Starting with "Against such a" and going on through "did in 1973.", rewrite that part of the article on market pessimism, changing "ice hockey" to "basketball".

## Text provided
- - - - -

Rathbones’ James Thomson has claimed he is getting excited about the amount of negativity in the market, as it means a lot of the bad news is already priced in and any surprise from here could drive the upside.
Removing the impact of currency movements, the MSCI World index is down 14.1% so far this year, and 11.7% since the end of March, due to fears of continued high inflation and a potential recession.
Performance of index (local currency) in 2022
Source: FE Analytics
Yet Thomson, who runs the £3.3bn Rathbone Global Opportunities fund, said that even if the global economy were to tip into a recession, the market would be unlikely to fall further as it has already taken the worst-case scenario for granted – which, conversely, gives him grounds to be optimistic.
“I guess what I'm excited about right now is that expectations are so low,” the FE fundinfo Alpha Manager said.
“Investor sentiment is at 30-year lows. Consumer sentiment is at multi-decade lows. The market has already priced in a 70% chance of a recession. We're at peak hawkishness from the Fed. We've gone from one rate rise this year to 10.”
Against such a negative backdrop, he said any positive news would be a surprise to the market.
“In ice hockey lingo, where is the puck going?” he continued. “Just think about a potential de-escalation in Ukraine. Think about China announcing an end to its zero-Covid policy by the end of the year and exiting lockdown. If just some things start to go right, you can really see significant potential upside.”
Much of the pessimism around the macro environment surrounds the high oil price, with fears that the recent spike could usher in an inflationary environment that lasts a decade, just as it did in 1973.
Yet Thomson claimed that with the war in Ukraine partly responsible for the rise, this year may have more in common with 1990 when Iraq invaded Kuwait.
“We had a period of an oil-price spike which led into higher inflation, but it only lasted for six months,” he said. “There was a supply-side response, then the market started to correct itself and equities took off.”
However, in a recent article on Trustnet, Jupiter’s Richard Buxton said environmental, social and governance (ESG) pressure has prevented investment in oil & gas infrastructure over the past decade, making it difficult to ramp up production.

- - - - -

[Region pointing data]
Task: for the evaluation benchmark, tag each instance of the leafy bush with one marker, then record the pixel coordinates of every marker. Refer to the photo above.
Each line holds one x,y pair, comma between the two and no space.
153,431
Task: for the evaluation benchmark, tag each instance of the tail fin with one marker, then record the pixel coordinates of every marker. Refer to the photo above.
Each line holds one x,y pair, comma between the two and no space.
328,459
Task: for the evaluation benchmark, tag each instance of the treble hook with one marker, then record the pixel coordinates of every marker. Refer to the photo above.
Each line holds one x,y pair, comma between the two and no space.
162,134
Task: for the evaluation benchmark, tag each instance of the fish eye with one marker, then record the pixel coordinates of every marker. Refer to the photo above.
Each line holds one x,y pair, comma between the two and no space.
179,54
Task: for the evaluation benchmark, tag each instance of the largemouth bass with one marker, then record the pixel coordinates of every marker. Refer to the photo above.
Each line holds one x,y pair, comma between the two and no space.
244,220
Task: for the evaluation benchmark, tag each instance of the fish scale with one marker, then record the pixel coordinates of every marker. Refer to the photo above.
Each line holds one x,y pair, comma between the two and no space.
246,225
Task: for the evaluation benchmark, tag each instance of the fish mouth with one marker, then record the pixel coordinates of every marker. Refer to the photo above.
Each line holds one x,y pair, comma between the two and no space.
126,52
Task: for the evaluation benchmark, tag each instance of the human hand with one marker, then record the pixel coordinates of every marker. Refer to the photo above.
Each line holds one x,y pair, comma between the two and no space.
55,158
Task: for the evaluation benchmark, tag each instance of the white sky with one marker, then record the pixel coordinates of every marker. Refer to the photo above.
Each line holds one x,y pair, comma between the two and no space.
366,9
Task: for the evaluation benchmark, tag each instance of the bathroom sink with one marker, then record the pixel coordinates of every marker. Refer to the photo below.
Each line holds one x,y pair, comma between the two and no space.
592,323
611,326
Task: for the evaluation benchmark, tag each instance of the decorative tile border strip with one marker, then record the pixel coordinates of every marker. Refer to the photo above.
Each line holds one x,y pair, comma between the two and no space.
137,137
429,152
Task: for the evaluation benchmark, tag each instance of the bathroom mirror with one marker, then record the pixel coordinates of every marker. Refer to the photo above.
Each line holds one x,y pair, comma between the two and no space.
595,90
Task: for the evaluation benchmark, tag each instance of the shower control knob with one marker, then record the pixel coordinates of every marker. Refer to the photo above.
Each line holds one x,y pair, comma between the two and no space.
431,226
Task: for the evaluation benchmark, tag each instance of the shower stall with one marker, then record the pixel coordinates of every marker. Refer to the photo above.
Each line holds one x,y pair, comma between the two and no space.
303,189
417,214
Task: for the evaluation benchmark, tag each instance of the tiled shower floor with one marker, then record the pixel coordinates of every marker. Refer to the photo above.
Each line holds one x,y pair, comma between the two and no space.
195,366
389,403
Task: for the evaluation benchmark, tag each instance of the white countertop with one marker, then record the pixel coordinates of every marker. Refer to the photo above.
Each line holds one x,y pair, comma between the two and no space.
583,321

- - - - -

## Response to the task
Against such a negative backdrop, he said any positive news would be a surprise to the market.
“In basketball lingo, where is the puck going?” he continued. “Just think about a potential de-escalation in Ukraine. Think about China announcing an end to its zero-Covid policy by the end of the year and exiting lockdown. If just some things start to go right, you can really see significant potential upside.”
Much of the pessimism around the macro environment surrounds the high oil price, with fears that the recent spike could usher in an inflationary environment that lasts a decade, just as it did in 1973.